» **任务说明**: 请从最后一行之后续写这篇讲解 Flume 事务与组件配置的页面。

» **页面**:
事务的4个特点是:ACID:原子性,一致性,隔离性,持久性
flume的事务分成两个部分:
- 第一部分是put事务
- doput会将数据写入临时缓冲区putlist,docommit会检查channel内存队列是否可以合并,如果可以则正常写入channel,如果失败,会回滚数据
- 第二部分是take事务
- dotake会将数据取到临时缓冲区takelist,docommit正常写出数据,还会清空临时缓冲区的takelist,如果失败,会回滚,把临时缓冲区takelist的数据归还给channel内存
将事件传给拦截器Interceptor;事务的管理。
一般都是自定义拦截器,拦截器需要实现flume的Interceptor接口,实现方法,然后将jar包放到flume的lib下,然后在配置文件中设置拦截器a1.sources.r1.interceptors = i1
a1.sources.r1.interceptors.i1.type = 全类名$Builder。
自定义Source的时候不需要写Channel Processor部分。
Channel选择器,主要有两种策略:
一是默认的Replicating(复制)
- 复制策略是指,将事件传给多个目的地,目的地sink的类型可能不同。(一个source–> 多个channel–> 多个sink)
二是多路复用策略Multiplexing
多路复用策略,一般需要结合Interceptor拦截器一起使用,根据文件类型的不同发送到不同的channel中
其原理是根据event中Header的key值进行过滤。
sink processor,sink组有三种策略:
- 一是默认DefaultSinkProcessor,(channel–>sink)
- 二是负载均衡LoadBalancingProcessor(sink group)
- 三是故障转移FailoverSinkProcessor(sink group)
案例1:flume1监控hive的日志文件,flume1将日志更新内容传给flume2,flume2将内容输出到HDFS;flume1将日志更新传给flume3,flume3将内容输出到本地文件系统。
步骤1:在hadoop102上创建/opt/module/flume/job/group1,创建三个配置文件
[atguigu@hadoop102 job] mkdir group1
[atguigu@hadoop102 job] touch group1/flume1.conf
[atguigu@hadoop102 job] touch group1/flume2.conf
[atguigu@hadoop102 job] touch group1/flume3.conf
步骤2:配置文件
flume1.conf(taildir-memory-avro)

» **记录信息**:
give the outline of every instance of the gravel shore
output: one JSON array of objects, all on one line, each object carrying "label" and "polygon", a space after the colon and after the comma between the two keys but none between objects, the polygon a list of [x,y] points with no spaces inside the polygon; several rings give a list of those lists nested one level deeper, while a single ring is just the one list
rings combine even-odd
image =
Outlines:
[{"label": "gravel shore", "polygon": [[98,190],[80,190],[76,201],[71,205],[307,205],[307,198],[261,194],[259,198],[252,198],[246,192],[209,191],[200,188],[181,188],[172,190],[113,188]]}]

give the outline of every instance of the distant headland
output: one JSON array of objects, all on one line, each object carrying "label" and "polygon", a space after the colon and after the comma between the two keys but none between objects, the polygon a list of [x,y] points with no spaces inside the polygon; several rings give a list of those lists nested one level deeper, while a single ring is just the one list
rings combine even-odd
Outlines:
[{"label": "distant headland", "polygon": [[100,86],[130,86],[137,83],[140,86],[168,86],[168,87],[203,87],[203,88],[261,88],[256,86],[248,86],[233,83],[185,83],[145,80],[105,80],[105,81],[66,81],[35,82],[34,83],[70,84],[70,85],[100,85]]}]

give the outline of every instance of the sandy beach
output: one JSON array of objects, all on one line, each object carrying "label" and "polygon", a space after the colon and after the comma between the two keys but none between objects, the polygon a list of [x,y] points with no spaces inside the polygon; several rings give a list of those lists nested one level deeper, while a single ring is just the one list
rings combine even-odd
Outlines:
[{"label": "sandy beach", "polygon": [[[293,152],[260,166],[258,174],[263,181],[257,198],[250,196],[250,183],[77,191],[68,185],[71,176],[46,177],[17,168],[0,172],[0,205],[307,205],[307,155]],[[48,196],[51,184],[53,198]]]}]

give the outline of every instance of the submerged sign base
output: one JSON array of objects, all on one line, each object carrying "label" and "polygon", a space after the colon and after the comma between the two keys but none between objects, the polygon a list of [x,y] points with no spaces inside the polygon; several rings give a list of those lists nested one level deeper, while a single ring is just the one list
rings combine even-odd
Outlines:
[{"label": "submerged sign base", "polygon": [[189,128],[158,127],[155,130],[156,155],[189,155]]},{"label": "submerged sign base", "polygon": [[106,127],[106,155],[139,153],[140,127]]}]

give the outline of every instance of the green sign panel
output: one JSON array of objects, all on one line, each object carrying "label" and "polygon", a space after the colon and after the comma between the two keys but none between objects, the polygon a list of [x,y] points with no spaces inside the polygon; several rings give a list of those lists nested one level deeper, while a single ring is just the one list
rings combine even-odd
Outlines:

» **任务结果**:
a1.sources.r1.selector.type = replicating不写也可以,系统默认就是replicating模式
# Name the components on this agent
a1.sources = r1
a1.sinks = k1 k2
a1.channels = c1 c2
# 将数据流复制给所有channel
a1.sources.r1.selector.type = replicating
# Describe/configure the source
a1.sources.r1.type = TAILDIR
a1.sources.r1.positionFile = /opt/module/flume/data/taildir_position11.json
a1.sources.r1.filegroups = f1
a1.sources.r1.filegroups.f1 = /opt/module/hive/logs/hive.log
# Describe the sink
# sink端的avro是一个数据发送者
a1.sinks.k1.type = avro
a1.sinks.k1.hostname = hadoop102
a1.sinks.k1.port = 4141
a1.sinks.k2.type = avro
a1.sinks.k2.hostname = hadoop102
a1.sinks.k2.port = 4142
# Describe the channel
a1.channels.c1.type = memory
a1.channels.c1.capacity = 1000
a1.channels.c1.transactionCapacity = 100
a1.channels.c2.type = memory
a1.channels.c2.capacity = 1000
a1.channels.c2.transactionCapacity = 100
# Bind the source and sink to the channel
a1.sources.r1.channels = c1 c2
a1.sinks.k1.channel = c1
a1.sinks.k2.channel = c2
flume2.conf(avro-memory-hdfs)
# Name the components on this agent
a2.sources = r1
a2.sinks = k1
a2.channels = c1
# Describe/configure the source
# source端的avro是一个数据接收服务
a2.sources.r1.type = avro
a2.sources.r1.bind = hadoop102
a2.sources.r1.port = 4141
# Describe the sink
a2.sinks.k1.type = hdfs
a2.sinks.k1.hdfs.path = hdfs://hadoop102:9820/flume2/%Y%m%d/%H
#上传文件的前缀
a2.sinks.k1.hdfs.filePrefix = flume2-
#是否按照时间滚动文件夹
a2.sinks.k1.hdfs.round = true
#多少时间单位创建一个新的文件夹
a2.sinks.k1.hdfs.roundValue = 1
#重新定义时间单位
a2.sinks.k1.hdfs.roundUnit = hour
#是否使用本地时间戳
a2.sinks.k1.hdfs.useLocalTimeStamp = true
#积攒多少个Event才flush到HDFS一次
a2.sinks.k1.hdfs.batchSize = 100
#设置文件类型,可支持压缩
a2.sinks.k1.hdfs.fileType = DataStream
#多久生成一个新的文件
a2.sinks.k1.hdfs.rollInterval = 600
#设置每个文件的滚动大小大概是128M
a2.sinks.k1.hdfs.rollSize = 134217700
#文件的滚动与Event数量无关
a2.sinks.k1.hdfs.rollCount = 0
# Describe the channel
a2.channels.c1.type = memory
a2.channels.c1.capacity = 1000
a2.channels.c1.transactionCapacity = 100
# Bind the source and sink to the channel
a2.sources.r1.channels = c1
a2.sinks.k1.channel = c1
flume3.conf(avro-memory-file_roll)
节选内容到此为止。